START STUDY MATERIAL
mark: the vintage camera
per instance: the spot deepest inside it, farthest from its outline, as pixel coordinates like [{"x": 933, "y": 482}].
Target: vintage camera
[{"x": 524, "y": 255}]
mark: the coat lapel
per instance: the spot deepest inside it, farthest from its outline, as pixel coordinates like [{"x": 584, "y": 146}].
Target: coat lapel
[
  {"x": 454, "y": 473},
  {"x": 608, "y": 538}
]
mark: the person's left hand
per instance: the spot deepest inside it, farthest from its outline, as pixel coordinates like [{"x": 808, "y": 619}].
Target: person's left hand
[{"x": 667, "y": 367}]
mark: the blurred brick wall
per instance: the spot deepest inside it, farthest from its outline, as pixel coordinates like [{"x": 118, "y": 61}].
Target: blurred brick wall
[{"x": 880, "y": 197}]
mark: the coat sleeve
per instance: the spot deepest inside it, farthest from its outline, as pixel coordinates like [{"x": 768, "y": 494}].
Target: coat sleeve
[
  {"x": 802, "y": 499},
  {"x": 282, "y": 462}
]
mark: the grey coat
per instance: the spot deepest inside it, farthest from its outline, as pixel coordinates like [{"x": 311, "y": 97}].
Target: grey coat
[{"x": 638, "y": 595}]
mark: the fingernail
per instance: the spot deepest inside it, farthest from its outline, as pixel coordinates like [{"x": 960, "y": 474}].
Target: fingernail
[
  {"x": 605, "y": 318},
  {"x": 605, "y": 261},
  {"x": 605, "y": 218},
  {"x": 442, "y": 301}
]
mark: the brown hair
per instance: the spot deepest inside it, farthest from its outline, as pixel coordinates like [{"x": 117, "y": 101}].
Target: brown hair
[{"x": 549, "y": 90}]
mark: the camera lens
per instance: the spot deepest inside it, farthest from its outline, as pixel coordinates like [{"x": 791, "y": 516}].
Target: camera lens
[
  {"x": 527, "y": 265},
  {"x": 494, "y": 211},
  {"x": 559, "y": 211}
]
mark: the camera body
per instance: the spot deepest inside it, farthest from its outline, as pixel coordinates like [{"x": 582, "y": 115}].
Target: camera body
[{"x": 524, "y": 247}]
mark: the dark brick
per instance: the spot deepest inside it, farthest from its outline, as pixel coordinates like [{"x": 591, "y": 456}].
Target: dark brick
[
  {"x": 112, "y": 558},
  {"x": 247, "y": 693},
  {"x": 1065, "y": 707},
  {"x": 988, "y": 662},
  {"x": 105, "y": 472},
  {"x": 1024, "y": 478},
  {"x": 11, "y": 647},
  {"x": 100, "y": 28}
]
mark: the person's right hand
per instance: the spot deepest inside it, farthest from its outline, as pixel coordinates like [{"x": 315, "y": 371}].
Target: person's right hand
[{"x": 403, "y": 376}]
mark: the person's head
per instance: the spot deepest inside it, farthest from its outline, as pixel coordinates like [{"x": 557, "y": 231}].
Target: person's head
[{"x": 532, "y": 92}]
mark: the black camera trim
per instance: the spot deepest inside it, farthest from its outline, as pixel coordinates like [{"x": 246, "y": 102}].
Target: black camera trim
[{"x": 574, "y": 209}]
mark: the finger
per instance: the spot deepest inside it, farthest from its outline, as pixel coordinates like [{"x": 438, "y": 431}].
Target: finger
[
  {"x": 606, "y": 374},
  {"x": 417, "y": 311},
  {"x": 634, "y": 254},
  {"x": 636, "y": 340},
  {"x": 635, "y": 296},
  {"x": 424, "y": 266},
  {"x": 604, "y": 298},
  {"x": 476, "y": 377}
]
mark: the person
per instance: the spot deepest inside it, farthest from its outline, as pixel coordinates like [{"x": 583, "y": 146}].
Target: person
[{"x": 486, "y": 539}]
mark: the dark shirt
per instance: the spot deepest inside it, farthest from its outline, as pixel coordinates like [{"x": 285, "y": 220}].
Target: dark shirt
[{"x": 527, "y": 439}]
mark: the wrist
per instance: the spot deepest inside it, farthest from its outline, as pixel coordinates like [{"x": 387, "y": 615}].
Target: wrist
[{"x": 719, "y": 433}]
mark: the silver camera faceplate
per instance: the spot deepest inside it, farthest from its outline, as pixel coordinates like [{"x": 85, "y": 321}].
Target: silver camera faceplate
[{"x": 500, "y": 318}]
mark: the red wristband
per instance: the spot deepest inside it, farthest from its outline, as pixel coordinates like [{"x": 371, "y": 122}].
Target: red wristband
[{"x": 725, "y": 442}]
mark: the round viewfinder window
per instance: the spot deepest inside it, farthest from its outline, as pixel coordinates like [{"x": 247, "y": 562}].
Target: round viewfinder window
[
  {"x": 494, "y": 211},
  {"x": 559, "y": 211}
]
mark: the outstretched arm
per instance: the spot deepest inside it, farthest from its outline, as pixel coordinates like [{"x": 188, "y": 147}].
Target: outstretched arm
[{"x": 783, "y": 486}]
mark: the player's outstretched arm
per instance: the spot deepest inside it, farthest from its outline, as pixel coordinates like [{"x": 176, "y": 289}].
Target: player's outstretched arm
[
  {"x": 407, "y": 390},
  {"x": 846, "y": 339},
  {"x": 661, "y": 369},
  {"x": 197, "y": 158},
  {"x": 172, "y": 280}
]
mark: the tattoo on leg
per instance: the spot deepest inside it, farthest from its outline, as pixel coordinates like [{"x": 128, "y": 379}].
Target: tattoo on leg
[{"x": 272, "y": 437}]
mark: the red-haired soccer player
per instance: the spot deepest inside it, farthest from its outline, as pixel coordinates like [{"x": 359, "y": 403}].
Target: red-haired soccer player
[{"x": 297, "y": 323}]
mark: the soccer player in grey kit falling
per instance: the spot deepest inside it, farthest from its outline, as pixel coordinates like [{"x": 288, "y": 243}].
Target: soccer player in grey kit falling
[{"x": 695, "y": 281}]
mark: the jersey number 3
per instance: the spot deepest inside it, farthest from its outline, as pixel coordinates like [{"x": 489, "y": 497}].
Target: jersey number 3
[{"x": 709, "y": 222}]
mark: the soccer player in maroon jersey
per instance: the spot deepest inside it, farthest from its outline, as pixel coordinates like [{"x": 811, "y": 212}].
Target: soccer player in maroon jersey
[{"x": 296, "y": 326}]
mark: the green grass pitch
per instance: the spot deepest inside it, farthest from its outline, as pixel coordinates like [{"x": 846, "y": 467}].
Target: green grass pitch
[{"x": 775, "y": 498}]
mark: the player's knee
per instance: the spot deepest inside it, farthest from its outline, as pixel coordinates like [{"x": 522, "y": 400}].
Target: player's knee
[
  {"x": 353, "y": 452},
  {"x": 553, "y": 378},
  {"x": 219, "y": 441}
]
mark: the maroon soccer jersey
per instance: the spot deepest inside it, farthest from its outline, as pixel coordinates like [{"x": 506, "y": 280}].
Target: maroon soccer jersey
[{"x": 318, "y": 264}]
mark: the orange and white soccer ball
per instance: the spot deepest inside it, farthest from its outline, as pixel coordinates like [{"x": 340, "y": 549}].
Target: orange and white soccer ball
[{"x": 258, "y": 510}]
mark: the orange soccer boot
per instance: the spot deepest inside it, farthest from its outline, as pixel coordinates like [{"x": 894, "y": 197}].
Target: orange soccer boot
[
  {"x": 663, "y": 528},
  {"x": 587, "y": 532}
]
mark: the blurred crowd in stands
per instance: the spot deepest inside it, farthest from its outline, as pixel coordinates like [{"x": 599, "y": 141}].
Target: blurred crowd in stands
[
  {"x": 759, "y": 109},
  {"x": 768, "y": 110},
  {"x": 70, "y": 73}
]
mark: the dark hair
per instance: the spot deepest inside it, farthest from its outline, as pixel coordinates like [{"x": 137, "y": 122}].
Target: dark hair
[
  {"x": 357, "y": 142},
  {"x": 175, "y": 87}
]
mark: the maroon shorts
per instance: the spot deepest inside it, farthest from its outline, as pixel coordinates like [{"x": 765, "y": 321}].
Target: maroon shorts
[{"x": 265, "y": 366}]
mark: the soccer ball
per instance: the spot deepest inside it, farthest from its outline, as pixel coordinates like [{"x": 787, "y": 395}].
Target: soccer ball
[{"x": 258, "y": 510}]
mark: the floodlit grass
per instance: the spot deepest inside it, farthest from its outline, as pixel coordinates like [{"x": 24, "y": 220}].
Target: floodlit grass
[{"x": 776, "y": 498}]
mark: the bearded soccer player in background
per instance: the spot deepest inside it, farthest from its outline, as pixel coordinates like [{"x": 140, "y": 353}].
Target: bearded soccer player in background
END STUDY MATERIAL
PROMPT: Determine how many lines of the records hold the word "background", giving only that number.

EXERCISE SOLUTION: 2